*TASK OBJECTIVE*.
Write out each of the items below without changing a single character.

*Source data*.
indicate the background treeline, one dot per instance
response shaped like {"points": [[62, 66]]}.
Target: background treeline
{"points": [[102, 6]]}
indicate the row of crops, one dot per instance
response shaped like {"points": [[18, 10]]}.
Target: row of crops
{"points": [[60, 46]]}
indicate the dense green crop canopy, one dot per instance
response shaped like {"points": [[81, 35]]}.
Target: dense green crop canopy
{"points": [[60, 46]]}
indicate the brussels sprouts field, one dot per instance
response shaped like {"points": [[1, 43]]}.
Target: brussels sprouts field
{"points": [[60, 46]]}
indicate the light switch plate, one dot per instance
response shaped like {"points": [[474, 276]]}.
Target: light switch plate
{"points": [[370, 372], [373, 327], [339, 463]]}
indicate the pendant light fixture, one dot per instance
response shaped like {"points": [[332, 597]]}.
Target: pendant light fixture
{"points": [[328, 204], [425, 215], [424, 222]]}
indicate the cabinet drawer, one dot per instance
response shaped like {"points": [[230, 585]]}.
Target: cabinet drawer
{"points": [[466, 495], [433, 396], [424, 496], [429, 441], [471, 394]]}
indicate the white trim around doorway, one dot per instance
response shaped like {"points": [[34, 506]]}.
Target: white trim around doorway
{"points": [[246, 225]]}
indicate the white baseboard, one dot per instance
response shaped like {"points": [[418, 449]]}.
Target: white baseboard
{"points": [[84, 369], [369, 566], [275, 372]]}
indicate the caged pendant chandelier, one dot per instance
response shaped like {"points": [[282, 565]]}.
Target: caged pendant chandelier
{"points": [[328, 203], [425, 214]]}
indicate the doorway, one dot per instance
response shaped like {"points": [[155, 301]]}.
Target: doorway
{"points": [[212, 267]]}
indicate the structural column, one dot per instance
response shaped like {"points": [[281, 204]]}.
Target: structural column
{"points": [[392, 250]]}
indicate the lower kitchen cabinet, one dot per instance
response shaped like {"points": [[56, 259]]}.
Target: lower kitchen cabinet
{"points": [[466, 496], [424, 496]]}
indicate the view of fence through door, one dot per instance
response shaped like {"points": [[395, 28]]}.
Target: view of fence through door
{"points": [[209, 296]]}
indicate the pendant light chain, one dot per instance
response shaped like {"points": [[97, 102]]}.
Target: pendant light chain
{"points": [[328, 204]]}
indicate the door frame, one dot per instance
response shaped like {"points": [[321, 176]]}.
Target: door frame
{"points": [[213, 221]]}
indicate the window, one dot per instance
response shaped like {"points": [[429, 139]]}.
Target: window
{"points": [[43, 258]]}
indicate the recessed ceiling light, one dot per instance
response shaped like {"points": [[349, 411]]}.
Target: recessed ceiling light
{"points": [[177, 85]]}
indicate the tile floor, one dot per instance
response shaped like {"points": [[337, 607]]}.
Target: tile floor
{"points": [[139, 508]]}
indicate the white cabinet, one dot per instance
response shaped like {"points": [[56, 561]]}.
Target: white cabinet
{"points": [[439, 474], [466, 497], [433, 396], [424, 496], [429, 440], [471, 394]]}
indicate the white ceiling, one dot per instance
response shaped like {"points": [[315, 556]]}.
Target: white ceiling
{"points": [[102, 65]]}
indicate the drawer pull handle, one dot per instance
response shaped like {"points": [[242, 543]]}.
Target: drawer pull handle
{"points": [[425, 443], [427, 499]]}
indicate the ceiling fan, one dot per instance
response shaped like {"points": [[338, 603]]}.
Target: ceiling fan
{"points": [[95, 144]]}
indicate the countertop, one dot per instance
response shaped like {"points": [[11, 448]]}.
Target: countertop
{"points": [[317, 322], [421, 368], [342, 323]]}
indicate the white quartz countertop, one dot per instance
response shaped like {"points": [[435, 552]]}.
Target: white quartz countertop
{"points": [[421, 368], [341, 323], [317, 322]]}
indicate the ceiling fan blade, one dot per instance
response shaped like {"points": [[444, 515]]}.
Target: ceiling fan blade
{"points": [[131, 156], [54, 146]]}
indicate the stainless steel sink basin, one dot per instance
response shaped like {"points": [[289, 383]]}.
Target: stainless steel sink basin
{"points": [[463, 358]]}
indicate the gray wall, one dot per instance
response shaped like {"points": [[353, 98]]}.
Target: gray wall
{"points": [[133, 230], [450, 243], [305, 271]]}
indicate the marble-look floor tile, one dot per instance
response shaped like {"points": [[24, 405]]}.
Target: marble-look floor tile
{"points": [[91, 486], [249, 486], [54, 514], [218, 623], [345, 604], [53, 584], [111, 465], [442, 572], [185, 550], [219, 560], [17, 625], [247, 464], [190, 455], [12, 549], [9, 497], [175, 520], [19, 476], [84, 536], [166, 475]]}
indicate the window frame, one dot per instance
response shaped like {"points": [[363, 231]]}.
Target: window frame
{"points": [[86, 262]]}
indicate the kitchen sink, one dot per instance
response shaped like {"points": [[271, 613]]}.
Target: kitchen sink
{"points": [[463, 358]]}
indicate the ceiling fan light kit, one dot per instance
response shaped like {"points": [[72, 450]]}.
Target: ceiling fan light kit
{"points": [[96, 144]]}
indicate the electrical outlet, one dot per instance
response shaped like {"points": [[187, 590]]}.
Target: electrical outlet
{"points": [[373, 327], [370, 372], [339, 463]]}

*FINAL RESULT*.
indicate the background treeline, one dot per instance
response shaped like {"points": [[62, 66]]}.
Target: background treeline
{"points": [[102, 6]]}
indicate the row of crops, one dot per instance
response shaped like {"points": [[18, 10]]}.
Target: row of crops
{"points": [[60, 46]]}
indicate the dense green crop canopy, one dot per instance
response shaped like {"points": [[81, 35]]}.
Target: dense green crop canopy
{"points": [[60, 46]]}
indicate the brussels sprouts field, one dot per instance
response shaped like {"points": [[1, 43]]}.
Target: brussels sprouts field
{"points": [[60, 46]]}
indicate the light switch plate, one dot per instance
response shaped like {"points": [[474, 276]]}.
Target: light switch plate
{"points": [[370, 372], [373, 327], [339, 463]]}
indicate the pendant light fixture, one dot per instance
response shaped like {"points": [[332, 597]]}.
Target: pendant light fixture
{"points": [[328, 204], [425, 215], [424, 222]]}
indicate the cabinet drawer, one dot per instance
response shaped like {"points": [[230, 585]]}.
Target: cabinet drawer
{"points": [[466, 495], [433, 396], [424, 496], [429, 441], [471, 394]]}
indicate the white trim around doorway, one dot per instance
response shaped like {"points": [[34, 506]]}.
Target: white trim around doorway
{"points": [[246, 225]]}
indicate the white baseboard, one dot per instance
response shaped like {"points": [[418, 449]]}.
Target: white baseboard
{"points": [[84, 369], [369, 566], [275, 372]]}
indicate the caged pendant chandelier, one dot per instance
response shaped like {"points": [[282, 565]]}.
Target: caged pendant chandelier
{"points": [[328, 203], [425, 214]]}
indicate the doorway, one dot per instance
response shaped like {"points": [[155, 301]]}.
Target: doorway
{"points": [[212, 267]]}
indicate the structural column, one dot per instance
response shaped like {"points": [[281, 204]]}.
Target: structural column
{"points": [[392, 250]]}
indicate the lower kitchen cabinet, one dot per instance
response shaped like {"points": [[56, 259]]}.
Target: lower kitchen cabinet
{"points": [[466, 496], [424, 496]]}
indicate the view of fence through door, one dot per instance
response shaped like {"points": [[395, 28]]}.
Target: view of fence through door
{"points": [[209, 296]]}
indicate the pendant light chain, one dot per instance
response shaped like {"points": [[97, 102]]}.
Target: pendant light chain
{"points": [[328, 204]]}
indicate the door frame, one dot per instance
response shaped like {"points": [[321, 176]]}.
Target: door frame
{"points": [[213, 221]]}
indicate the window, one dot per instance
response shaped like {"points": [[429, 139]]}.
Target: window
{"points": [[43, 258]]}
indicate the recessed ceiling light, one dot per instance
response shaped like {"points": [[349, 411]]}.
Target: recessed ceiling light
{"points": [[177, 85]]}
indicate the tile floor, one dot per instance
response shaped like {"points": [[337, 607]]}.
Target: tile floor
{"points": [[139, 508]]}
indicate the white cabinet, one dot per instance
response shaped like {"points": [[56, 561]]}.
Target: white cabinet
{"points": [[439, 474], [466, 497], [433, 396], [424, 496], [429, 440], [471, 394]]}
indicate the white ceiling, one dot per instance
response shaped like {"points": [[315, 556]]}.
Target: white ceiling
{"points": [[102, 65]]}
indicate the drawer pull handle, one dot per instance
response shaped like {"points": [[242, 543]]}.
Target: drawer pull handle
{"points": [[425, 443], [427, 499]]}
indicate the ceiling fan, one dot per instance
response shaped like {"points": [[338, 603]]}.
Target: ceiling fan
{"points": [[95, 144]]}
indicate the countertop, one dot per instance
response shaped like {"points": [[11, 448]]}.
Target: countertop
{"points": [[317, 322], [421, 368], [342, 323]]}
indicate the white quartz countertop, one dot per instance
response shaped like {"points": [[435, 552]]}.
Target: white quartz countertop
{"points": [[421, 368], [341, 323], [317, 322]]}
indicate the ceiling fan blade, one dot per instance
response shaped like {"points": [[444, 515]]}.
Target: ceiling fan blade
{"points": [[131, 156], [54, 146]]}
indicate the stainless steel sink basin, one dot per instance
response shaped like {"points": [[289, 383]]}.
Target: stainless steel sink basin
{"points": [[463, 358]]}
indicate the gray wall, one dot per instance
response shaped like {"points": [[353, 98]]}.
Target: gray wall
{"points": [[133, 230], [450, 243], [305, 271]]}
indicate the marble-look floor tile, one dot per instance
response shaped like {"points": [[24, 405]]}.
Target: marble-look floor tile
{"points": [[91, 486], [249, 486], [54, 514], [218, 623], [345, 604], [53, 584], [111, 465], [442, 572], [185, 550], [219, 560], [17, 625], [247, 464], [190, 455], [12, 549], [9, 497], [175, 520], [19, 476], [84, 536], [166, 475]]}
indicate the window frame, one dot per instance
response shaped like {"points": [[363, 231]]}.
Target: window frame
{"points": [[86, 262]]}
indicate the kitchen sink, one dot per instance
response shaped like {"points": [[271, 613]]}.
Target: kitchen sink
{"points": [[463, 358]]}
indicate the ceiling fan light kit, one dot per instance
response shaped like {"points": [[72, 450]]}.
Target: ceiling fan light kit
{"points": [[96, 144]]}
indicate the electrical outlet, one dot per instance
response shaped like {"points": [[187, 590]]}.
Target: electrical outlet
{"points": [[373, 327], [370, 372], [339, 463]]}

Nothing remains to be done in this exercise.